▶ Task instructions
Copy out the items below from the line containing "point per instance: balcony railing" through the end of the items, keeping every line and adding 119 to each number in the pixel coordinates.

━━━━

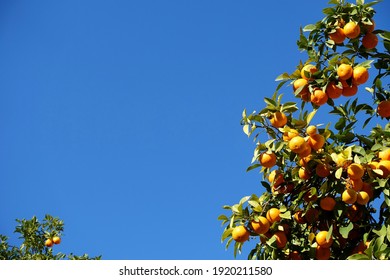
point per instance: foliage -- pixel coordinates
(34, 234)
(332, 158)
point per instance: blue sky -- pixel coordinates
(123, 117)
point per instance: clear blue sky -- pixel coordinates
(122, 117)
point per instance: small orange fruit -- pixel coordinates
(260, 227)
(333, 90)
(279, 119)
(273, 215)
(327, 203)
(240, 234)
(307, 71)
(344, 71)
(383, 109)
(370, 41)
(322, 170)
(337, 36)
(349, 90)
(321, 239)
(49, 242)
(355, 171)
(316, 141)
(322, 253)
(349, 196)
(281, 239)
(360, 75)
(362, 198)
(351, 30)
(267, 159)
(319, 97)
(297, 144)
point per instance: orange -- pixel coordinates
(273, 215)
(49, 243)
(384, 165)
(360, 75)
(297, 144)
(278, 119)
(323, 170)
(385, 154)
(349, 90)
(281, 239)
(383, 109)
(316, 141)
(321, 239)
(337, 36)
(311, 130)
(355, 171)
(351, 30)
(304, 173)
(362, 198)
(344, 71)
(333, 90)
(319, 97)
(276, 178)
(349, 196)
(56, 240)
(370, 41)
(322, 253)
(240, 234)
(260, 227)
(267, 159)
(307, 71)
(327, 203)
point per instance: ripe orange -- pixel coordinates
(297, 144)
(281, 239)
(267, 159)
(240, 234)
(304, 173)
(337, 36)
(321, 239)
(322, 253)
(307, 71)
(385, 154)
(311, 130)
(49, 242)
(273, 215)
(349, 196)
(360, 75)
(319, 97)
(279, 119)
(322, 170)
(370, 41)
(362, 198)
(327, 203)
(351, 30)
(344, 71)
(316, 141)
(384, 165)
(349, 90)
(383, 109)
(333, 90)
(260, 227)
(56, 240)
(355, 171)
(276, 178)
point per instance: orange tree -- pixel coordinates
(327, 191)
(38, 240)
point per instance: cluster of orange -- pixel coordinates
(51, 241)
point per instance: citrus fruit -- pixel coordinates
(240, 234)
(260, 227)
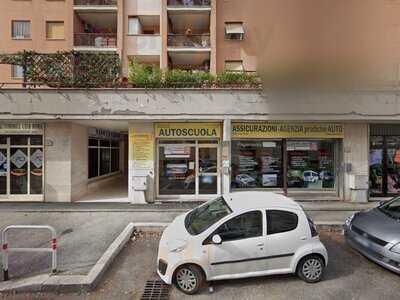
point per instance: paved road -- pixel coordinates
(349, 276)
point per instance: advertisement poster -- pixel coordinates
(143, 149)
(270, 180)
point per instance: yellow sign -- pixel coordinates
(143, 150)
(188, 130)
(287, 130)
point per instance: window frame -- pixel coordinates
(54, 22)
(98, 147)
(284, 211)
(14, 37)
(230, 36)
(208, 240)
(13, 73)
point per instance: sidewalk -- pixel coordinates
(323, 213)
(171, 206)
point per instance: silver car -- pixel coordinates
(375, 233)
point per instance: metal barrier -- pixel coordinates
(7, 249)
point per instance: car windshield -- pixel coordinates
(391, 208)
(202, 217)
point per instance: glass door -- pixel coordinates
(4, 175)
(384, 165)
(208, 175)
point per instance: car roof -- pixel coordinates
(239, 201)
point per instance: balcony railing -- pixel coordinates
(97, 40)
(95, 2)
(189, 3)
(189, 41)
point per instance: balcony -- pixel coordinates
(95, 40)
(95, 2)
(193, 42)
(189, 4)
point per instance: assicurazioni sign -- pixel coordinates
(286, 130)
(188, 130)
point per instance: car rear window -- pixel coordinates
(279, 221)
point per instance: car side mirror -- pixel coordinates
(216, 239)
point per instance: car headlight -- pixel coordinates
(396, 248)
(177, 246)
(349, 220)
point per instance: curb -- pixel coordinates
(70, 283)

━━━━

▶ Response to this exercise
point per instance: balcony railing -- pixel coordinates
(216, 159)
(214, 121)
(308, 122)
(308, 160)
point per instance: balcony -- pixel coordinates
(214, 159)
(214, 121)
(312, 161)
(308, 123)
point per instance: assicurazioni sign -- pixel coordinates
(405, 249)
(307, 249)
point per instance: car rear window -- pixel coordinates
(398, 340)
point per instance: car side mirror -- pixel coordinates
(335, 358)
point per instance: car headlight -- pixel coordinates
(515, 367)
(296, 365)
(468, 339)
point per instance: curb -- pixel coordinates
(189, 402)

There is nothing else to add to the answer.